What this task involves: Reproduce the passage on Marcel Cerdan below word for word, in full.

Source passage:
Marcellin "Marcel" Cerdan (; 22 July 1916 – 28 October 1949) was a French professional boxer and world middleweight champion who was considered by many boxing experts and fans to be France's greatest boxer, and beyond to be one of the best to have learned his craft in Africa. His life was marked by his sporting achievements, social lifestyle and ultimately, tragedy, being killed in an airplane crash.

Early life 
Marcellin Cerdan was born at 9:00pm on 22 July 1916 in the "Little Paris" neighbourhood of Sidi Bel Abbès in Algeria. He was the fourth son of Antonio Cerdán (1880–1946), a day labourer, and Asunción Cascales (1886–1942), pied-noirs of Spanish origin.

Supplied data:
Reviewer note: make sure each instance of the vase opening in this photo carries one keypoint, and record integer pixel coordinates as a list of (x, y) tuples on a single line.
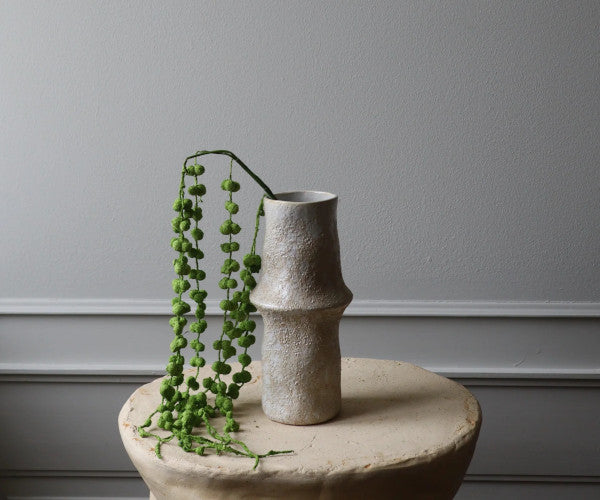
[(304, 197)]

Final answer:
Marcellin "Marcel" Cerdan (; 22 July 1916 – 28 October 1949) was a French professional boxer and world middleweight champion who was considered by many boxing experts and fans to be France's greatest boxer, and beyond to be one of the best to have learned his craft in Africa. His life was marked by his sporting achievements, social lifestyle and ultimately, tragedy, being killed in an airplane crash.

Early life 
Marcellin Cerdan was born at 9:00pm on 22 July 1916 in the "Little Paris" neighbourhood of Sidi Bel Abbès in Algeria. He was the fourth son of Antonio Cerdán (1880–1946), a day labourer, and Asunción Cascales (1886–1942), pied-noirs of Spanish origin.